SOURCE DATA
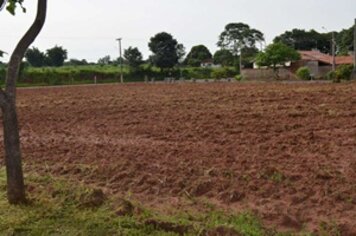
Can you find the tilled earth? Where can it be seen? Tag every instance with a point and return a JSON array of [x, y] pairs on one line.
[[284, 151]]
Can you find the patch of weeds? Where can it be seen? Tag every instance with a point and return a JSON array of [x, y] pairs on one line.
[[329, 229], [57, 209], [245, 223]]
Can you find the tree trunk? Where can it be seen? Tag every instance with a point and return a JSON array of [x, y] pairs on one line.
[[15, 181]]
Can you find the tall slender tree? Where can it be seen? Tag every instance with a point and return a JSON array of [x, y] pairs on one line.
[[15, 181], [238, 36]]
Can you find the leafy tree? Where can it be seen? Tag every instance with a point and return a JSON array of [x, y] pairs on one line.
[[13, 161], [250, 54], [35, 57], [56, 56], [165, 49], [305, 40], [276, 54], [105, 60], [133, 57], [197, 55], [238, 36], [76, 62], [224, 57]]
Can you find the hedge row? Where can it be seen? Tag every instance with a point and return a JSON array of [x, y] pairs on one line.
[[86, 74]]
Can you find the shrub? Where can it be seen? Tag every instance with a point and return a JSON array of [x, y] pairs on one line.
[[239, 77], [304, 73], [222, 73], [331, 75], [344, 72]]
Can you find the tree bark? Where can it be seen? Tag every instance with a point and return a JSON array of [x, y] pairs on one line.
[[13, 161]]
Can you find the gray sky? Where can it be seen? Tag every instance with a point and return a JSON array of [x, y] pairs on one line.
[[88, 28]]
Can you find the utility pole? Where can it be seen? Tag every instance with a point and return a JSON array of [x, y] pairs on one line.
[[121, 61], [355, 47], [354, 72], [333, 45]]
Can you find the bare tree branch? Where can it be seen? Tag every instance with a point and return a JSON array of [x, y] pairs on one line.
[[22, 46], [2, 98]]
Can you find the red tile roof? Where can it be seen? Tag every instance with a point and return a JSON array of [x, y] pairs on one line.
[[325, 58]]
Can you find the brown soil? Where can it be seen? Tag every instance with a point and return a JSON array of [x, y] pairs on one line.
[[285, 151]]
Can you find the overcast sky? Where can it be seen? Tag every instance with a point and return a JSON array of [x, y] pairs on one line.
[[88, 28]]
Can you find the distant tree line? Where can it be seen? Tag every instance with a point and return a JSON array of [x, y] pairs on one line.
[[239, 46], [52, 57]]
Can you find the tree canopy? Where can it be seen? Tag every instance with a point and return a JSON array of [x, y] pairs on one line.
[[197, 55], [35, 57], [133, 57], [223, 57], [166, 50], [276, 54], [56, 56], [237, 36]]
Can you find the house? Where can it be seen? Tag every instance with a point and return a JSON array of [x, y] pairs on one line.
[[319, 63], [209, 64]]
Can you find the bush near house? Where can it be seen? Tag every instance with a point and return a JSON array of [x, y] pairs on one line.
[[303, 73], [222, 73], [344, 72]]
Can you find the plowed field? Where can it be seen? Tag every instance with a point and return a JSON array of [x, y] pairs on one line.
[[284, 151]]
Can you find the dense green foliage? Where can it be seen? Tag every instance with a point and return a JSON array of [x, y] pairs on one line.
[[224, 57], [276, 54], [35, 57], [66, 75], [165, 49], [303, 73], [133, 57], [344, 72], [238, 36], [197, 55], [56, 56], [53, 57]]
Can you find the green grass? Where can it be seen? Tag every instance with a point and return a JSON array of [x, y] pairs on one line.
[[56, 208]]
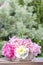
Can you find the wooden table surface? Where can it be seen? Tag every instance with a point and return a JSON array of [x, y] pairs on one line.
[[35, 61]]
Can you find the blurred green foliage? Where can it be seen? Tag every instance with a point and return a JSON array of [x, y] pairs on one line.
[[14, 20]]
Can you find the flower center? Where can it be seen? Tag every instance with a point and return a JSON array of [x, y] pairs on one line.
[[21, 50]]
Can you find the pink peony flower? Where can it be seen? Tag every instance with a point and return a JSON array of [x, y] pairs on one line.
[[8, 50], [35, 49]]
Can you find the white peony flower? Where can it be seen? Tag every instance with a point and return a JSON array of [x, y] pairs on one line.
[[21, 52]]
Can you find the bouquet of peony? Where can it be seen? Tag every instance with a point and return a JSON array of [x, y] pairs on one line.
[[17, 48]]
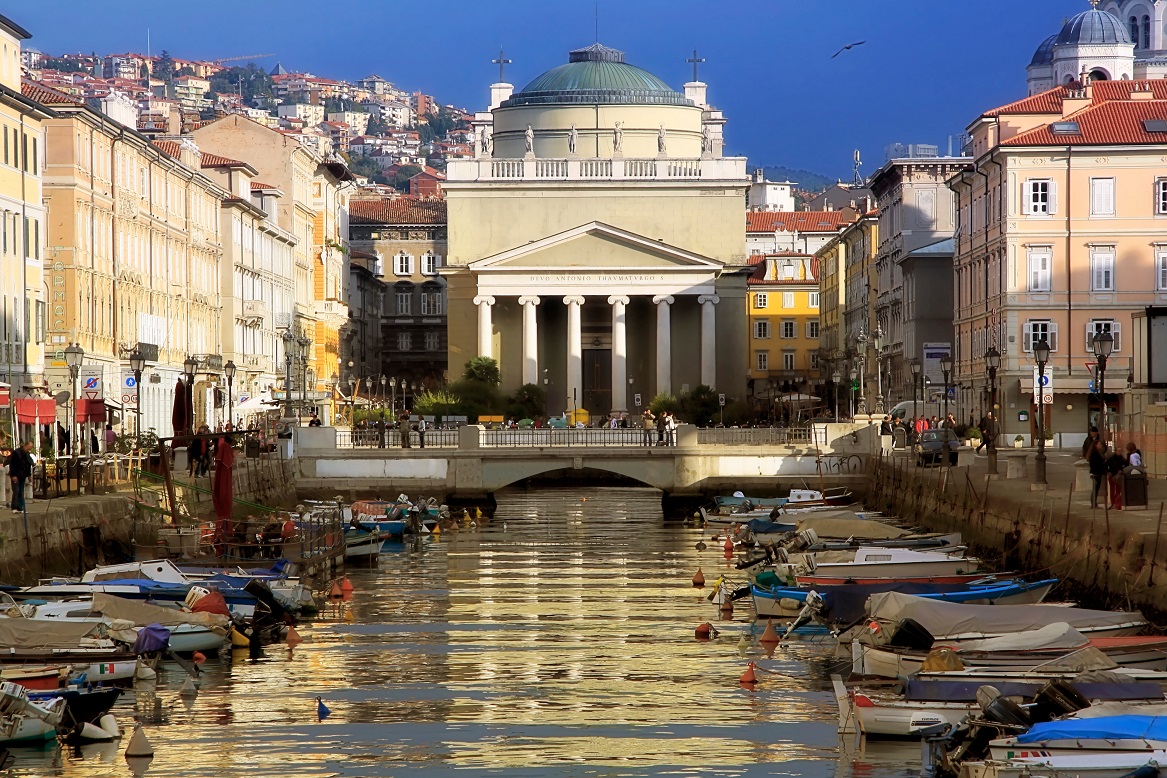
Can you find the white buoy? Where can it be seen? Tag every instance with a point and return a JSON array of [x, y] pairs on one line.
[[139, 745], [109, 722], [93, 733]]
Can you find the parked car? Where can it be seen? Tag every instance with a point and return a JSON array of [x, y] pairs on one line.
[[934, 444]]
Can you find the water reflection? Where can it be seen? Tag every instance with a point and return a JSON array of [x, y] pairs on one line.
[[556, 639]]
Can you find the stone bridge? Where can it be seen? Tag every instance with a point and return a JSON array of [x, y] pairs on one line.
[[473, 462]]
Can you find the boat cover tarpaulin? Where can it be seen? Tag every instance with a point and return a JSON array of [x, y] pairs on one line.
[[1052, 636], [41, 633], [843, 528], [142, 614], [1132, 728], [944, 618]]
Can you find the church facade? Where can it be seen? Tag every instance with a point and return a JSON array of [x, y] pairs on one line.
[[1116, 40], [598, 239]]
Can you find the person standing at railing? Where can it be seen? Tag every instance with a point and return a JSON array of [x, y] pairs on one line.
[[648, 421]]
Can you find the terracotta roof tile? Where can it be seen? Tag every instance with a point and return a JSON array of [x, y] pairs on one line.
[[796, 221], [402, 210], [1105, 124]]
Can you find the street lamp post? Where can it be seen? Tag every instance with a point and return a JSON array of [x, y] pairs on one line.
[[288, 340], [74, 356], [916, 369], [1041, 356], [992, 361], [947, 369], [1103, 347], [229, 371]]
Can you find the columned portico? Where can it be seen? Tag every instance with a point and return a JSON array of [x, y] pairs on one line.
[[486, 331], [708, 338], [619, 354], [530, 340], [574, 351], [664, 343]]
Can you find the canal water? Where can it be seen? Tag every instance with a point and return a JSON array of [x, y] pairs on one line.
[[554, 639]]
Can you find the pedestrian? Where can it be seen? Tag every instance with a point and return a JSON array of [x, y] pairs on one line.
[[1097, 470], [404, 423], [20, 469], [1133, 455], [1115, 464]]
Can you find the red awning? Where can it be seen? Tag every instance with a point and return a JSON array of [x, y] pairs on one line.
[[90, 409], [28, 409]]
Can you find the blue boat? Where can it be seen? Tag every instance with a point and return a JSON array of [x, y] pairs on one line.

PROBLEM STATEMENT
Reproduce every record above exactly, omitting the pictures.

OUTPUT
Can you find the tilled earth? Where can it be seen? Tag every instance with a point and return a JSON array of [x, y] pairs on one line.
[[284, 151]]
Can you find the patch of weeds? Where can it be seen? Tag every instance with a point and return a JSON array of [x, y] pairs on one line.
[[329, 229], [57, 209], [245, 223]]
Can you find the tree trunk? Where can it be seen? Tag every instance with a point and return a JSON array of [x, y] pairs on one line.
[[15, 181]]
Can you find the tall slender tree? Where can it be seen? Tag every instance with a point and return a JSON array of [x, y] pairs on one line.
[[15, 181], [238, 36]]
Can you find the leafy tree? Where can it be seen? Tag every instance with a point and return a JSON array of [x, y] pairs on one line.
[[13, 161], [250, 54], [35, 57], [56, 56], [165, 49], [305, 40], [276, 54], [105, 60], [133, 57], [197, 55], [238, 36], [76, 62], [224, 57]]
Can you find the hedge row? Where can it be seen? Tag every instance with a point and return a JSON array of [x, y] pairs on one line.
[[86, 74]]
Can you find the shrub? Where can it be seen? Tag every instance with a point and return a JSON array of [x, y] pairs on one line.
[[239, 77], [304, 73], [222, 73], [331, 75], [344, 72]]
Can you find the tree bark? Where can it be seen? Tag every instance with a point and return a JSON array of [x, y] pairs on one line.
[[13, 161]]
Can you find the gray sky? Where can it be seen? Tag every instance with a point and return a JSON array of [x, y] pairs on one line.
[[88, 28]]
Can you find the utility pole? Where can it be seen? Tag every instance with a point and return a JSON array of [x, y] pairs on one line.
[[121, 61], [355, 47], [354, 72], [333, 45]]
Can you find the bare tree branch? Where can it be seen? Tag every instance with a point and return a JSON array of [x, y] pairs on one line.
[[22, 46], [2, 98]]
Can you find the red tile roof? Where can it be seen? Tag every instance with a point and return a JSON array of [x, y] pairs on one line.
[[325, 58]]
Can you find the brown soil? Where can it be seen? Tag every instance with a point and return a JSON array of [x, y] pairs on one line.
[[285, 151]]
Can you find the overcast sky? Where can it be seen? Tag every instance with a point and return a JSON array of [x, y] pairs on one line.
[[88, 28]]
Can you find the distant tree line? Where can it be seen? Tag every instance with a point and return a JSON array of [x, y] pairs on one line.
[[239, 46], [52, 57]]
Can you find the tree canopy? Where can it be seen? Tag every instance with a point and return a JSON array of [x, y] pairs on one line.
[[197, 55], [35, 57], [133, 57], [223, 57], [166, 50], [276, 54], [56, 56], [237, 36]]
Can you find the house? Where can it be seen? Tag every instance with a point and return a JSON array of [x, y] pairs on one line.
[[319, 63], [209, 64]]
Can you find the bush near house? Where can it be seen? Tag every instance with a point and return a JSON array of [x, y] pairs on one line.
[[303, 73], [222, 73], [344, 72]]
Can you find the plowed field? Where can it be seen? Tag every instance with a point and return a JSON array of [x, y] pairs on one line.
[[284, 151]]
Can you find the dense green foliage? Where can it be seen? Tag every instance with a point and return a JSON array of [x, y] pairs on one line.
[[224, 57], [276, 54], [35, 57], [66, 75], [165, 49], [303, 73], [133, 57], [344, 72], [238, 36], [197, 55], [56, 56], [53, 57]]
Can you find the green grass? Where can it be seen? Tag every instance with a point and return a JSON array of [x, y] pairs on one line.
[[56, 208]]
Can you find the wooden table surface? Where can it be seen? Tag every instance with a point and return a JSON array of [x, y] pairs on one line.
[[35, 61]]
Can you find the blurred green foliage? Where can it be seen? Tag every instance with a point and return a JSON array of [x, y] pairs on one line.
[[14, 20]]
Can you find the flower center? Where can it be seen? Tag every instance with a point and return a JSON array of [x, y] pairs on one line.
[[21, 50]]
Can you find the pink peony flower? Where can it be seen? Tag every instance with a point and return a JSON array of [x, y] pairs on one line.
[[8, 50], [35, 49]]
Can you find the white peony flower? Where can it be seen? Tag every instance with a point and return a JSON array of [x, y] pairs on one line.
[[21, 52]]
Can you find the bouquet of peony? Where can it be seen? Tag every instance with a point and return a JSON array of [x, y] pairs on one line.
[[17, 48]]
Can you find the white buoy? Where can it be seen? Tag every instance with a point and return a JSON array of [x, y] pairs on one line.
[[139, 745], [109, 722], [93, 733]]
Can you find the parked car? Where can it be seen? Tag every instance with a point and return a JSON array of [x, y] pairs on one line.
[[934, 444]]
Can you find the water reflection? Where can it be seen? Tag every instance with a point and return a JSON array of [x, y] pairs on one line.
[[556, 639]]
Can you find the stone bridge? Where can it be seen? Tag every instance with a point and return a JSON array of [x, y] pairs on one line.
[[473, 462]]
Can you find the boat cover tarpaulin? Where can it be seen? Tag every instance with a point and return a JSON array of [x, y] pairs on one line.
[[1052, 636], [41, 633], [843, 528], [142, 614], [1132, 728], [944, 618]]
Can you find the church facade? Where can it be seen? Tag every instance with a point and return a JSON array of [x, y] pairs on one line.
[[1116, 40], [598, 239]]
Can you find the person standing at railing? Where can it be seen? Tag every instance with a point and return a JSON array of [x, y] pairs on one line.
[[648, 421]]
Can you find the terracotta roof tile? Where can it be seen? Tag every instance with a point and return a JSON array of [x, y] pairs on one line.
[[796, 221], [402, 210], [1105, 124]]
Can you find the street lamp post? Where can it be seen? Tag every instance with a point and return a JSON array of [x, y] pairs on one line.
[[288, 340], [74, 356], [916, 369], [1041, 356], [992, 361], [947, 369], [1103, 347], [229, 371]]
Can you find the columned portico? Where can it be seen? Tag every instance with a point and return a JSON array of [x, y] pairs on one line.
[[486, 331], [708, 338], [619, 354], [530, 340], [574, 351], [664, 343]]
Can you find the canal water? Where can it be seen? Tag every instance with a point and return a JSON array of [x, y] pairs on one line.
[[554, 639]]
Can you find the pedestrian? Where can it be seen? Tag every instance with a point and return a JSON array of [x, y] pairs on one line.
[[1097, 470], [404, 423], [20, 469], [1133, 455], [1115, 464]]
Can you find the red awning? Where can it be seen? Tag every instance with a point and return a JSON array of [x, y] pairs on one line.
[[90, 409], [28, 409]]
Can you find the blue boat? Where can it be seen? Tag every instance with a point and return a JSON array of [x, y] pairs on one line.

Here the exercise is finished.